> _GIVEN REQUEST_: Count the lines in the listing below that contain the string "tree", and give only that number.
## START PROVIDED INFORMATION
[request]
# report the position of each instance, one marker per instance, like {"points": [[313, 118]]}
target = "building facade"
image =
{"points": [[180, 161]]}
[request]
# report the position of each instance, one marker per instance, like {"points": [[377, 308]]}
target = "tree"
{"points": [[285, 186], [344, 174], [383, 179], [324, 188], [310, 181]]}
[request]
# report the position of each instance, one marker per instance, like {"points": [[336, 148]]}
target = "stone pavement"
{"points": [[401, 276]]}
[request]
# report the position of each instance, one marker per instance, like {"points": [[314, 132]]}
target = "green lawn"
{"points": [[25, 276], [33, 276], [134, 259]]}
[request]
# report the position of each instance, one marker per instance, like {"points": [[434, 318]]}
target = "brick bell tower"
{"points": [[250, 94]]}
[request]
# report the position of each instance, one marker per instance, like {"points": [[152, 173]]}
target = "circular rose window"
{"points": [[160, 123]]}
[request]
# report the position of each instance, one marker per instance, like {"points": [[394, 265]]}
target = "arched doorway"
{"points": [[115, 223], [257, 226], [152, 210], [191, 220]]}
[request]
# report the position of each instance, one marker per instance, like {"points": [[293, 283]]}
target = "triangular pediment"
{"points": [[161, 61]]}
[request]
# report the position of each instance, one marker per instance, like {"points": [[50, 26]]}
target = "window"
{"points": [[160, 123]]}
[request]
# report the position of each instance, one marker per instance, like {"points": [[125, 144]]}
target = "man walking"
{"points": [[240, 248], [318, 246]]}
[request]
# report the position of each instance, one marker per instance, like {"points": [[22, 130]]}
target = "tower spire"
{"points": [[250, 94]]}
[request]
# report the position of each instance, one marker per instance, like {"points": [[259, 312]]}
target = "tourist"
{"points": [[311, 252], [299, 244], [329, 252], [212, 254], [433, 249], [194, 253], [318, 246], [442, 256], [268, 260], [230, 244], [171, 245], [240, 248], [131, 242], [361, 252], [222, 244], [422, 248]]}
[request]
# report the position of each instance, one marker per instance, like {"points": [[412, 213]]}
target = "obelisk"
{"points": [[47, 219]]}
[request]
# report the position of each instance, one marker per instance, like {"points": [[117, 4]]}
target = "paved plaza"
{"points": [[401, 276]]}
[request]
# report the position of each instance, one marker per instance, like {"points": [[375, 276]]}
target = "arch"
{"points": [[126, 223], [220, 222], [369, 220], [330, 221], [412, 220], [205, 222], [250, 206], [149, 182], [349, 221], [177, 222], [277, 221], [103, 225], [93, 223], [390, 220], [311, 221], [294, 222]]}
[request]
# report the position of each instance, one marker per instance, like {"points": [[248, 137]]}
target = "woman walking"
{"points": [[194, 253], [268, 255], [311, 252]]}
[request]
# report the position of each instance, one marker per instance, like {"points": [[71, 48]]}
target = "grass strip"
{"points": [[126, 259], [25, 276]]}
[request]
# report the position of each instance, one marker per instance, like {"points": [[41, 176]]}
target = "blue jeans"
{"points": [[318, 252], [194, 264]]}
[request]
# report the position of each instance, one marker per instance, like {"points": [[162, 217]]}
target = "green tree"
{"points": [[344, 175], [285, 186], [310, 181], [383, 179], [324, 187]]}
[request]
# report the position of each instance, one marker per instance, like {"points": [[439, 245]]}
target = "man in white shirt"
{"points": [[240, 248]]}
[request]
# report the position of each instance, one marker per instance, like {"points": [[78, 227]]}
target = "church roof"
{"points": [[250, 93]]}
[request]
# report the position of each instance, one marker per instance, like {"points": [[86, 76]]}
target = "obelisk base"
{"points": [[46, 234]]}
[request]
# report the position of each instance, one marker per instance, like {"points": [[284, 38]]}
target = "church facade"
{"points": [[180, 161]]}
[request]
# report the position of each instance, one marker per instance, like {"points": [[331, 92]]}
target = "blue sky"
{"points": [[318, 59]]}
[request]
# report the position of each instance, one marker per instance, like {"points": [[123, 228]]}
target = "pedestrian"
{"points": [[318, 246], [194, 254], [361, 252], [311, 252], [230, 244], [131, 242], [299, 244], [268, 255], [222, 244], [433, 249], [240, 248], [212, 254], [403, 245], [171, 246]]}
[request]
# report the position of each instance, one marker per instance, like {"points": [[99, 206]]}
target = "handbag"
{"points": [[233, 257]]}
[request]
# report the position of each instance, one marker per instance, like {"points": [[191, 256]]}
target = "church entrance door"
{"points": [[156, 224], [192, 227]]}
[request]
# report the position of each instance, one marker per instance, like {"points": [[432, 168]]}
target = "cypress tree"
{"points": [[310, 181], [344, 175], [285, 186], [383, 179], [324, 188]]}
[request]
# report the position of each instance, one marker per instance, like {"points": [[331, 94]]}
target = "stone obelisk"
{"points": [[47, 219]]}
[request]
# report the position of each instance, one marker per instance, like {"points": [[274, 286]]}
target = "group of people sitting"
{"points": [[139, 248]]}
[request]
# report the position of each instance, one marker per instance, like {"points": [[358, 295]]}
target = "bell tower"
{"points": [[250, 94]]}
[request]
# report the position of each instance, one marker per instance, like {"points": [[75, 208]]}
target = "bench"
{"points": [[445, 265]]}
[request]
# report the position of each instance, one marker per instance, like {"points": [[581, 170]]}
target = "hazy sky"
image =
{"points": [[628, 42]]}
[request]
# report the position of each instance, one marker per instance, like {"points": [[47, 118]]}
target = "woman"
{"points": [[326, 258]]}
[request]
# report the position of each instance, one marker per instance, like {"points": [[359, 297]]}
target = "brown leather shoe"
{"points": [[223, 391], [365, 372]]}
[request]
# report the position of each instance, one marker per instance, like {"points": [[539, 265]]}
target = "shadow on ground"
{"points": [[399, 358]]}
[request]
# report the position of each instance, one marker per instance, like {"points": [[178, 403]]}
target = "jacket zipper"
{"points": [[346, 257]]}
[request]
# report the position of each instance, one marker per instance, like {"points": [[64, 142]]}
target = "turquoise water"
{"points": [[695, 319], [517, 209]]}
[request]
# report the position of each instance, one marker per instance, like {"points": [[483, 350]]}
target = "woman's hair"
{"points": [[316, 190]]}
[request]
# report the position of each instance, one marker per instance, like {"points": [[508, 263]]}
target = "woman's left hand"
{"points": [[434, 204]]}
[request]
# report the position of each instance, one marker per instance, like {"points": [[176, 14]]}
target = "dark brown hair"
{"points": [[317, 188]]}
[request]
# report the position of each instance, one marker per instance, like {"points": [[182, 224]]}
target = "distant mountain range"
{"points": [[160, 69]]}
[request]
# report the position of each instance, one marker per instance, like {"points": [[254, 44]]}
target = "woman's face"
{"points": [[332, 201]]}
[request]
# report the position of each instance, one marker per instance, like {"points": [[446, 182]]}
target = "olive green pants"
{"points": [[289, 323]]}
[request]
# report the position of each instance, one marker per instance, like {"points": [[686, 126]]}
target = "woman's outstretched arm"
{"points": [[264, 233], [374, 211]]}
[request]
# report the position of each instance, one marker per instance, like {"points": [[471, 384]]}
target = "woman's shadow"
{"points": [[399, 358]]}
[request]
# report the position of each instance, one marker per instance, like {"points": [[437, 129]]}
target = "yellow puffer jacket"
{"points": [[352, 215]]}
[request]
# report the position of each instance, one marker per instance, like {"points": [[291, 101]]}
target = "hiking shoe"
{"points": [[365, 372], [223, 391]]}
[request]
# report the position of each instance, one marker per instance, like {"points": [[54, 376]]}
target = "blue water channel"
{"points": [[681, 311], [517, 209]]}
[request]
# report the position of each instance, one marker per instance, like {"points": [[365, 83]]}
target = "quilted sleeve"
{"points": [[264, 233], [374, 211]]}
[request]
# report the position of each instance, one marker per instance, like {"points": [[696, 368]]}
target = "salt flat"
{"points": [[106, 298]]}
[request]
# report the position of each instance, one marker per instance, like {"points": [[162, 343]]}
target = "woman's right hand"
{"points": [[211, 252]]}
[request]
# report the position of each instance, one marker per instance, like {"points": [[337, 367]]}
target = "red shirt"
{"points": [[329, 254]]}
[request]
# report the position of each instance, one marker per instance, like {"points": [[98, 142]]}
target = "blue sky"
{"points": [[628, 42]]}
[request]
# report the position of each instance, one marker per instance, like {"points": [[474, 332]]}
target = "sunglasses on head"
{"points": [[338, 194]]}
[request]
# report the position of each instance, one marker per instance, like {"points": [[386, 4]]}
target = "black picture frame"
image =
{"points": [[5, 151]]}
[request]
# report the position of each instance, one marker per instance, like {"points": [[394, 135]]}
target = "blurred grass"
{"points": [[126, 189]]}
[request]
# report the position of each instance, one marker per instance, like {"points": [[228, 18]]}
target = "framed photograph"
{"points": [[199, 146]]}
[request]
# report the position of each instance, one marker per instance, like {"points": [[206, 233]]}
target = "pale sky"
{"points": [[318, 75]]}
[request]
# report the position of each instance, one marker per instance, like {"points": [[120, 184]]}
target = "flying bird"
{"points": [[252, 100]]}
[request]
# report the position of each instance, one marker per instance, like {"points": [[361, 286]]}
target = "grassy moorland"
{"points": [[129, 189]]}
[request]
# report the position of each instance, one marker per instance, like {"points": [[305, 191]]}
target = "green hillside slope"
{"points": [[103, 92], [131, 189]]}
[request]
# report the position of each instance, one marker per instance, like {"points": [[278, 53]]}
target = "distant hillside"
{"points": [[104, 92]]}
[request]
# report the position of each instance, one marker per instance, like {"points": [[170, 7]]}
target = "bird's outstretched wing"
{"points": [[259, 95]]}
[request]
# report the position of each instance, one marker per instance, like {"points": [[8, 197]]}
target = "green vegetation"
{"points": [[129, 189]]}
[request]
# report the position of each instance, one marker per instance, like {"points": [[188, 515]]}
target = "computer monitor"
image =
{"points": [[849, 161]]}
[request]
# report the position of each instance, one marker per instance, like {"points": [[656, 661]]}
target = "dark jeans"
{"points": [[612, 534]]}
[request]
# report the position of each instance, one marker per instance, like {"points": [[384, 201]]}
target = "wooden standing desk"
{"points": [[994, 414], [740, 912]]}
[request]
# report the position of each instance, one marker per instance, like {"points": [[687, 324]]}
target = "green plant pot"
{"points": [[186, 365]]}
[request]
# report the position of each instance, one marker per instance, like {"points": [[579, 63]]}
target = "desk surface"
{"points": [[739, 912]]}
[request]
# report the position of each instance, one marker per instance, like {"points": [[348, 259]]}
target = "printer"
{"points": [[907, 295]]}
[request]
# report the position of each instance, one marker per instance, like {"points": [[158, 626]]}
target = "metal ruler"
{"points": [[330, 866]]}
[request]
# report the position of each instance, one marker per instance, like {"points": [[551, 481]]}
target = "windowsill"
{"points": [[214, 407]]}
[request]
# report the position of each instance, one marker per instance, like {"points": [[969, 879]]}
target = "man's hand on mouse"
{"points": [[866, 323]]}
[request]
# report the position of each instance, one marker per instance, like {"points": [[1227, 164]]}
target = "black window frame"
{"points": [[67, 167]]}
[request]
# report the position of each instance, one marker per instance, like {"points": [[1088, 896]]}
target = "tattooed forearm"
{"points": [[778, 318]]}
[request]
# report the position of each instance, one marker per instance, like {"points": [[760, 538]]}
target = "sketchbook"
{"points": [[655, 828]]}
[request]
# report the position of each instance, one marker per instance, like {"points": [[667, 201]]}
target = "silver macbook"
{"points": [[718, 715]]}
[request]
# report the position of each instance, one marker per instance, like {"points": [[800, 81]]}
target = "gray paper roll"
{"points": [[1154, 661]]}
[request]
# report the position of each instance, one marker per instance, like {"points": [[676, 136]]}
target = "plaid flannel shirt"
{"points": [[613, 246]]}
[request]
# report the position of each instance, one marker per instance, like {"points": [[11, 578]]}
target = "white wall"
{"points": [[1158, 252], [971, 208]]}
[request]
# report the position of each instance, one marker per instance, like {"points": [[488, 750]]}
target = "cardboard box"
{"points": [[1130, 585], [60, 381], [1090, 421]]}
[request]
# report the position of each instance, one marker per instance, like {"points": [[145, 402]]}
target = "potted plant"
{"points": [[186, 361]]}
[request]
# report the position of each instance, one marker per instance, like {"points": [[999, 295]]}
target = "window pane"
## END PROVIDED INFORMATION
> _PROBLEM SOLUTION_: 3